** Task prompt **
From the line with "Highlight-reel tagging: indicate the red helmet" to the final line of the records, reproduce every line exactly and only those lines.

** Data extract **
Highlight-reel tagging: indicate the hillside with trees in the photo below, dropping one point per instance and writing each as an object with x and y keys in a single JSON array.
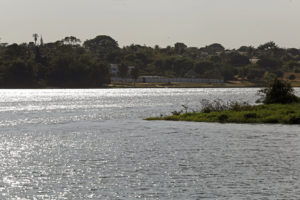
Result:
[{"x": 69, "y": 63}]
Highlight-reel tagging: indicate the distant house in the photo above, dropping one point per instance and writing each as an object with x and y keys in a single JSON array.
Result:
[
  {"x": 130, "y": 68},
  {"x": 253, "y": 60},
  {"x": 114, "y": 69}
]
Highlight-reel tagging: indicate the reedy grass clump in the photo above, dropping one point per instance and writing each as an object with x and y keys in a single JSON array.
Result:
[{"x": 271, "y": 113}]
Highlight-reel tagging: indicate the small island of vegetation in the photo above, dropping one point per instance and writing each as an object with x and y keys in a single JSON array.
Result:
[{"x": 279, "y": 105}]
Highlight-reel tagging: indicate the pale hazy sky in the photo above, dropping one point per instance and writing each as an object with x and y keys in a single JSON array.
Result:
[{"x": 195, "y": 22}]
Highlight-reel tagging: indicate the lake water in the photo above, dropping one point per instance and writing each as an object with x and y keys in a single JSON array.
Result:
[{"x": 94, "y": 144}]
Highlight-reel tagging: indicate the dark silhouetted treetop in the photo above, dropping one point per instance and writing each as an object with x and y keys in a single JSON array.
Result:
[
  {"x": 279, "y": 91},
  {"x": 101, "y": 42}
]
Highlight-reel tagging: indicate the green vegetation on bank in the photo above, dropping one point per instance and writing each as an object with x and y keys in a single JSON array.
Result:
[
  {"x": 268, "y": 113},
  {"x": 280, "y": 106},
  {"x": 71, "y": 63}
]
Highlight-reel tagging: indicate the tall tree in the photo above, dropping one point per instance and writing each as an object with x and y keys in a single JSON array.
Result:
[{"x": 35, "y": 37}]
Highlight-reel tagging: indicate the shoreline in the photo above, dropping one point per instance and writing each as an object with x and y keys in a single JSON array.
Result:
[{"x": 258, "y": 114}]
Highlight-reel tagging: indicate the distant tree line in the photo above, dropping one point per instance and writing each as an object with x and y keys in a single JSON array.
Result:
[{"x": 69, "y": 63}]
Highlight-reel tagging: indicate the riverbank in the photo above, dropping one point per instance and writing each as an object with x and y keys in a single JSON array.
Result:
[
  {"x": 266, "y": 113},
  {"x": 230, "y": 84}
]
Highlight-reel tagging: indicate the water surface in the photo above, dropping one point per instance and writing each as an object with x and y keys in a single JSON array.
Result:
[{"x": 93, "y": 144}]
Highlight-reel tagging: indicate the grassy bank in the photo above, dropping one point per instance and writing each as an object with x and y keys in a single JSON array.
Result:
[
  {"x": 267, "y": 113},
  {"x": 231, "y": 84}
]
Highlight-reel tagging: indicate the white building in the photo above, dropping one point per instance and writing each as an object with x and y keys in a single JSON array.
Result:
[{"x": 114, "y": 69}]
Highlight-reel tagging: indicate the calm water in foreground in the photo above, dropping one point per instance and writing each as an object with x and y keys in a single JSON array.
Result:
[{"x": 93, "y": 144}]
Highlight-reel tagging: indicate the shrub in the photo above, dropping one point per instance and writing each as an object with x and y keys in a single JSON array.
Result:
[
  {"x": 250, "y": 115},
  {"x": 223, "y": 118},
  {"x": 292, "y": 119},
  {"x": 292, "y": 77},
  {"x": 218, "y": 106},
  {"x": 278, "y": 92}
]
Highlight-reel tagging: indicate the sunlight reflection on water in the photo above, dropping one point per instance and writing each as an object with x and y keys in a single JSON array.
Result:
[{"x": 93, "y": 144}]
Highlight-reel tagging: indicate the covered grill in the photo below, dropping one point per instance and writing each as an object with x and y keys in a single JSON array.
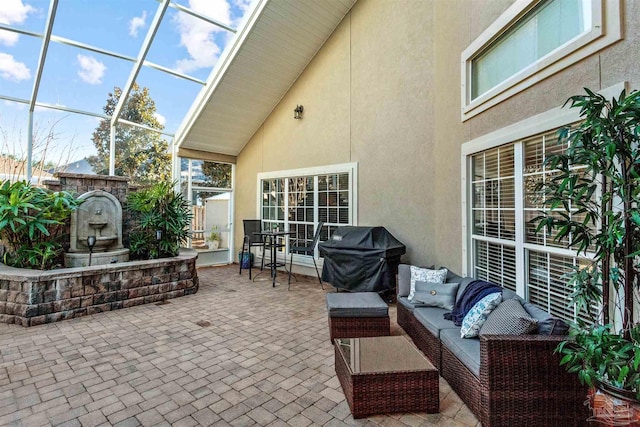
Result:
[{"x": 361, "y": 259}]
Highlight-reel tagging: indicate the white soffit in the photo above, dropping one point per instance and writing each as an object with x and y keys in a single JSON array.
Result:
[{"x": 270, "y": 51}]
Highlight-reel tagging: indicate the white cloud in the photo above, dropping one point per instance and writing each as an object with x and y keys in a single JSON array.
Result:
[
  {"x": 11, "y": 69},
  {"x": 15, "y": 105},
  {"x": 8, "y": 38},
  {"x": 13, "y": 12},
  {"x": 91, "y": 70},
  {"x": 136, "y": 23},
  {"x": 160, "y": 118},
  {"x": 243, "y": 5},
  {"x": 197, "y": 35}
]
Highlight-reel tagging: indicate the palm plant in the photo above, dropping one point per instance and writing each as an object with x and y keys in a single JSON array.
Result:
[
  {"x": 162, "y": 219},
  {"x": 593, "y": 200}
]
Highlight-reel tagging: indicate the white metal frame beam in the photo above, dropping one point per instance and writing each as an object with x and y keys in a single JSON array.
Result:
[
  {"x": 146, "y": 45},
  {"x": 53, "y": 6}
]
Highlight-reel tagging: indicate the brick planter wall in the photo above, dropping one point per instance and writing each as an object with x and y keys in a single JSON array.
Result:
[{"x": 33, "y": 297}]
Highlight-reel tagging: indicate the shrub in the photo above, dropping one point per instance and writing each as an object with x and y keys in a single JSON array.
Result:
[{"x": 32, "y": 224}]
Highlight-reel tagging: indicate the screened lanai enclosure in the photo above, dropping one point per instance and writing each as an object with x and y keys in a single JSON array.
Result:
[{"x": 97, "y": 87}]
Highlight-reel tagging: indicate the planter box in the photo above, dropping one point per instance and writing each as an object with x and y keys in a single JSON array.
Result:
[{"x": 33, "y": 297}]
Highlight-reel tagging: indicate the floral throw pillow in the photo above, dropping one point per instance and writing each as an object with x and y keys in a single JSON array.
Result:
[
  {"x": 478, "y": 314},
  {"x": 425, "y": 275}
]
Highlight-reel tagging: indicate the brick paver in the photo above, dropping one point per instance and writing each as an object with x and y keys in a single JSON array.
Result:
[{"x": 236, "y": 353}]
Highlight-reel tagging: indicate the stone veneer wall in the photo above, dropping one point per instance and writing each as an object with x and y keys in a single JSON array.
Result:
[
  {"x": 79, "y": 184},
  {"x": 34, "y": 297}
]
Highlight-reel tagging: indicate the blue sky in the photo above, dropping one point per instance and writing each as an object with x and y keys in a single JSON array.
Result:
[{"x": 81, "y": 79}]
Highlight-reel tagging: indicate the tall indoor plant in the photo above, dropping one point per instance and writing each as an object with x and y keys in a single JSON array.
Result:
[
  {"x": 593, "y": 201},
  {"x": 32, "y": 224}
]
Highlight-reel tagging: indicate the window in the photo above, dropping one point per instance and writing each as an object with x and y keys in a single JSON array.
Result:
[
  {"x": 503, "y": 203},
  {"x": 532, "y": 40},
  {"x": 299, "y": 200},
  {"x": 208, "y": 187}
]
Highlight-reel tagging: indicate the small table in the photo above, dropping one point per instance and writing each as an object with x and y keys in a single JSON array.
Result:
[
  {"x": 274, "y": 245},
  {"x": 382, "y": 375}
]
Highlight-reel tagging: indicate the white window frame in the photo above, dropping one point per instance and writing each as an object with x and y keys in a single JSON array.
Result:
[
  {"x": 541, "y": 123},
  {"x": 606, "y": 29},
  {"x": 350, "y": 168}
]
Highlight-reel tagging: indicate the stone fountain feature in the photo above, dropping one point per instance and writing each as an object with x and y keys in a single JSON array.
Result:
[
  {"x": 33, "y": 297},
  {"x": 98, "y": 221}
]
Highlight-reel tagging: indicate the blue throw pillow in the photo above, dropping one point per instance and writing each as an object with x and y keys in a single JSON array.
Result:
[{"x": 476, "y": 317}]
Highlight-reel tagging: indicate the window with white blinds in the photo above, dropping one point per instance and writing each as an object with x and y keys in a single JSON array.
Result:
[
  {"x": 505, "y": 245},
  {"x": 298, "y": 203}
]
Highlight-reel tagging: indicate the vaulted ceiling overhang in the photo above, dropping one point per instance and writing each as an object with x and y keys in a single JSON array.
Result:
[{"x": 269, "y": 52}]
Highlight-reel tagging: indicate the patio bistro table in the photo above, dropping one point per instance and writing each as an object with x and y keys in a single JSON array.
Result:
[
  {"x": 273, "y": 236},
  {"x": 387, "y": 374}
]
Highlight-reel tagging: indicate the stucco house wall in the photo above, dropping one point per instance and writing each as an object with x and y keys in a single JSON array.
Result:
[{"x": 384, "y": 91}]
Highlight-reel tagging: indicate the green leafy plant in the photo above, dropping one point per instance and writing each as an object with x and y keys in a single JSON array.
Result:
[
  {"x": 32, "y": 224},
  {"x": 214, "y": 235},
  {"x": 161, "y": 221},
  {"x": 593, "y": 201}
]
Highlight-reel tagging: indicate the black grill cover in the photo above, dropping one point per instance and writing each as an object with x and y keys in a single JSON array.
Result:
[{"x": 361, "y": 259}]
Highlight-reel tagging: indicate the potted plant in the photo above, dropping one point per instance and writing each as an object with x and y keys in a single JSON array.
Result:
[
  {"x": 213, "y": 240},
  {"x": 32, "y": 224},
  {"x": 593, "y": 203},
  {"x": 161, "y": 220}
]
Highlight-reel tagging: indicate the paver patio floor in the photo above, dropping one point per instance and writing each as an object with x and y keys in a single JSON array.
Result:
[{"x": 236, "y": 353}]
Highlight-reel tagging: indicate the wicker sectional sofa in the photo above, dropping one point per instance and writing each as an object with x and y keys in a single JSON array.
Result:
[{"x": 506, "y": 380}]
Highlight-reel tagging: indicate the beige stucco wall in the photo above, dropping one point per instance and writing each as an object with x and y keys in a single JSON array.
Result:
[{"x": 384, "y": 92}]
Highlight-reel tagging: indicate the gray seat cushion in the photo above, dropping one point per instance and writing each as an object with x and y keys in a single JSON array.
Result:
[
  {"x": 356, "y": 304},
  {"x": 432, "y": 319},
  {"x": 406, "y": 303},
  {"x": 467, "y": 350}
]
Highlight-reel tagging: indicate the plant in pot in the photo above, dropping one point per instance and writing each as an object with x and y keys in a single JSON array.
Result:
[
  {"x": 592, "y": 200},
  {"x": 161, "y": 219},
  {"x": 213, "y": 240},
  {"x": 32, "y": 224}
]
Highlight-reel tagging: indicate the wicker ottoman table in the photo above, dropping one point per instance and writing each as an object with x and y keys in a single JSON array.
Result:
[
  {"x": 381, "y": 375},
  {"x": 358, "y": 314}
]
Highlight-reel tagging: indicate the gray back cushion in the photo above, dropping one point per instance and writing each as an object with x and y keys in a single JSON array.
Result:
[{"x": 464, "y": 282}]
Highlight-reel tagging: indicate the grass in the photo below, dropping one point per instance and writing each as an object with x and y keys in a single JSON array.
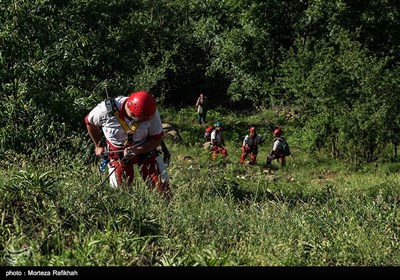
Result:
[{"x": 316, "y": 212}]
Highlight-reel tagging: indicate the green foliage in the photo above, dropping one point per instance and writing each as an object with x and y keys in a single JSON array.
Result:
[{"x": 334, "y": 63}]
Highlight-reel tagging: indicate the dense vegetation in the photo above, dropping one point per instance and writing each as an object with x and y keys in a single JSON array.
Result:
[
  {"x": 326, "y": 71},
  {"x": 316, "y": 212}
]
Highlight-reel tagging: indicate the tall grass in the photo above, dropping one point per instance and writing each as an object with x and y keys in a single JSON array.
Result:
[{"x": 315, "y": 212}]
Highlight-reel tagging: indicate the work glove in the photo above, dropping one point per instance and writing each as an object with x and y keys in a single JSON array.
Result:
[
  {"x": 128, "y": 153},
  {"x": 167, "y": 159}
]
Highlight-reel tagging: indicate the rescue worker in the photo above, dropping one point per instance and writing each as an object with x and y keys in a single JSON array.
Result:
[
  {"x": 133, "y": 130},
  {"x": 218, "y": 141},
  {"x": 277, "y": 149},
  {"x": 250, "y": 146}
]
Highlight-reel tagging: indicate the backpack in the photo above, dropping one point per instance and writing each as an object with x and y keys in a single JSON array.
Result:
[
  {"x": 207, "y": 133},
  {"x": 285, "y": 147}
]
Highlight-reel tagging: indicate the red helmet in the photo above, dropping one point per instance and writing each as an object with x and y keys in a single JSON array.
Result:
[
  {"x": 142, "y": 105},
  {"x": 278, "y": 132}
]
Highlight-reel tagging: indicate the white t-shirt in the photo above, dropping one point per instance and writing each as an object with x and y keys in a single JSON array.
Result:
[{"x": 115, "y": 133}]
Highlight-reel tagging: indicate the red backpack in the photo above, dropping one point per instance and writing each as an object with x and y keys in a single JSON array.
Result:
[{"x": 207, "y": 133}]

** Exercise answer **
Highlight-reel tagging: indicate the red helmet in the photo above, dropping one point per instance and writing each as an object with x and y keys in a single JSON array.
Result:
[
  {"x": 142, "y": 105},
  {"x": 278, "y": 132}
]
Highlight-reel tagging: indicate the white t-shirt in the photo above, dropping one point per instance and writing each as an object with x and y keys in a single JSON array.
Result:
[{"x": 115, "y": 133}]
Highlight-reel tagging: indicate the red backpack in the photo above, dropping one point per instance and writing each as an object with x and y keys in a single JSON array.
Result:
[{"x": 207, "y": 133}]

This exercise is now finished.